### [WHAT NEEDS TO BE DONE]
Reproduce every one of the entries below verbatim, from the first line to the last.

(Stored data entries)
——
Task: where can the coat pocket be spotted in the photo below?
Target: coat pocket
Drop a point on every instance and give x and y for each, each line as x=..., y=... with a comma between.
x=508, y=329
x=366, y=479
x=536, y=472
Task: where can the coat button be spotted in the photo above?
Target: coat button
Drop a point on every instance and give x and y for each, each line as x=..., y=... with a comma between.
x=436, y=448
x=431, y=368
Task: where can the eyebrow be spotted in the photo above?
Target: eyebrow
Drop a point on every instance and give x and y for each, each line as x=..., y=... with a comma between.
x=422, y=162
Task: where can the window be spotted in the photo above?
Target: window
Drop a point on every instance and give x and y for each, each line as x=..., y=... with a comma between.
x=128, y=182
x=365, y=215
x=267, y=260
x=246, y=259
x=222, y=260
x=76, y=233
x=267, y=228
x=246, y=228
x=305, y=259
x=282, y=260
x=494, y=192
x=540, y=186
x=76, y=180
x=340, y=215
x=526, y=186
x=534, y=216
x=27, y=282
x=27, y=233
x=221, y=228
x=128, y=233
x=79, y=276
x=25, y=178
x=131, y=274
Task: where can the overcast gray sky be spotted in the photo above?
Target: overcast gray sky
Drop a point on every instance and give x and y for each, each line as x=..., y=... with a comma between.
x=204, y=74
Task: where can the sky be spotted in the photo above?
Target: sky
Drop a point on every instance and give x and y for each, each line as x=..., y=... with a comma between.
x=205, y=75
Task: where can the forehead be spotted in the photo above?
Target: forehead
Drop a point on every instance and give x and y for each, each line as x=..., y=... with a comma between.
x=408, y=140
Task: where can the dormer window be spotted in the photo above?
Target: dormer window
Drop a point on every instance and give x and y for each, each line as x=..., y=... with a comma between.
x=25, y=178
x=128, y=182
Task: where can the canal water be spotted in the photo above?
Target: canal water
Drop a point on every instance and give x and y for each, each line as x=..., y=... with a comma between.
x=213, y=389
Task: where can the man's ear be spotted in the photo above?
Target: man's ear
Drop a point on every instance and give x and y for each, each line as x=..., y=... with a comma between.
——
### [FINAL RESULT]
Task: where can the coat pocket be spotted in the photo below?
Target: coat pocket
Drop a point on every instance and give x and y for each, each line as x=..., y=... with a comma between.
x=508, y=329
x=366, y=479
x=536, y=472
Task: where can the coat button be spotted in the photo above?
Target: coat button
Drop a point on every instance and give x and y for each, each line as x=..., y=... with a comma between.
x=436, y=448
x=431, y=368
Task: where can the eyebrow be spotted in the photo above?
Target: eyebrow
Drop a point on every instance and give x and y for each, each line as x=..., y=... with a comma between.
x=422, y=162
Task: where can the window be spotted in the photo above?
Target: window
Drop a point on every instance and give x and y for each, each line as x=..., y=... with a comma between.
x=128, y=182
x=365, y=215
x=267, y=260
x=246, y=259
x=222, y=260
x=76, y=233
x=267, y=228
x=246, y=228
x=305, y=259
x=282, y=260
x=494, y=192
x=540, y=186
x=76, y=180
x=340, y=215
x=526, y=186
x=534, y=216
x=27, y=282
x=27, y=233
x=221, y=228
x=128, y=233
x=79, y=276
x=25, y=178
x=131, y=274
Task: where can the overcast gray sky be spotted in the photo above?
Target: overcast gray sky
Drop a point on every instance and give x and y for each, each line as x=..., y=... with a comma between.
x=204, y=74
Task: where can the sky be spotted in the photo above?
Target: sky
Drop a point on every instance and give x and y for each, each line as x=..., y=... with a comma between.
x=205, y=75
Task: where can the forehead be spotted in the photo above?
Target: forehead
Drop a point on every instance and give x and y for each, each line as x=..., y=... with a comma between.
x=408, y=140
Task: where can the dormer window be spotted in the photo above?
Target: dormer window
Drop a point on every instance and give x and y for each, each line as x=..., y=... with a comma between.
x=25, y=178
x=128, y=182
Task: where can the canal water be spotted in the photo above?
Target: canal water
Drop a point on every instance and give x and y for each, each line as x=..., y=... with a comma between.
x=213, y=389
Task: where can the man's ear be spotted in the photo above?
Target: man's ear
Drop a point on every instance and give x and y for each, each line as x=..., y=... with a comma between.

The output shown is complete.